**Assignment**
Only the number is needed. Please count the lines below in which the word "white" occurs.

::: Available data

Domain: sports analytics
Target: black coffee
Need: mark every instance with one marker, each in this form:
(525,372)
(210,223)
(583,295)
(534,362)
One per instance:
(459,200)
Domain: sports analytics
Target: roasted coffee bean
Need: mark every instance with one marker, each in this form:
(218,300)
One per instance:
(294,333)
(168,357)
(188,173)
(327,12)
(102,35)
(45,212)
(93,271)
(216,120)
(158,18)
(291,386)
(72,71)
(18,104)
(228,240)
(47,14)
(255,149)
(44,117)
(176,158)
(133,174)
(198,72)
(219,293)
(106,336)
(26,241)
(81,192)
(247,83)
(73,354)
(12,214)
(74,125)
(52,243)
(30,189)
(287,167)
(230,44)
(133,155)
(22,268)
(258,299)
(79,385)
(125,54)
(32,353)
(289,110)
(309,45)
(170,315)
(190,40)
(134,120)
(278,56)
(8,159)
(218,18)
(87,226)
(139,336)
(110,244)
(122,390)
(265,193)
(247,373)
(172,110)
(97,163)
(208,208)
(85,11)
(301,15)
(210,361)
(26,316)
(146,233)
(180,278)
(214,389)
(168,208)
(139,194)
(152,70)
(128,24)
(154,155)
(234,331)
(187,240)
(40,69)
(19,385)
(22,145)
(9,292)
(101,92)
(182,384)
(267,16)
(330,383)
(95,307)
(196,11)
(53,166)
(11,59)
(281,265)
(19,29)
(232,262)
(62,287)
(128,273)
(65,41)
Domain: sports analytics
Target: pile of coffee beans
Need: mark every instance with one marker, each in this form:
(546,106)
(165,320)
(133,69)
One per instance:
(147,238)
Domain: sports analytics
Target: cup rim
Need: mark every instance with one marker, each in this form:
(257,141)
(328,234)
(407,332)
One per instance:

::::::
::: Available data

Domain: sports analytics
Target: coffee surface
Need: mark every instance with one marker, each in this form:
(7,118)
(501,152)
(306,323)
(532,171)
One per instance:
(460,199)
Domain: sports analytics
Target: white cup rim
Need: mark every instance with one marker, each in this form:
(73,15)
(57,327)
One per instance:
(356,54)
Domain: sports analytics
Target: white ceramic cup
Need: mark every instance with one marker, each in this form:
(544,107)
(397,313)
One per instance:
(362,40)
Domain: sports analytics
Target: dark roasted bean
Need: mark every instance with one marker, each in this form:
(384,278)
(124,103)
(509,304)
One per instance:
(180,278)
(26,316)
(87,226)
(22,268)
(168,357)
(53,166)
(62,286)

::::::

**Written solution**
2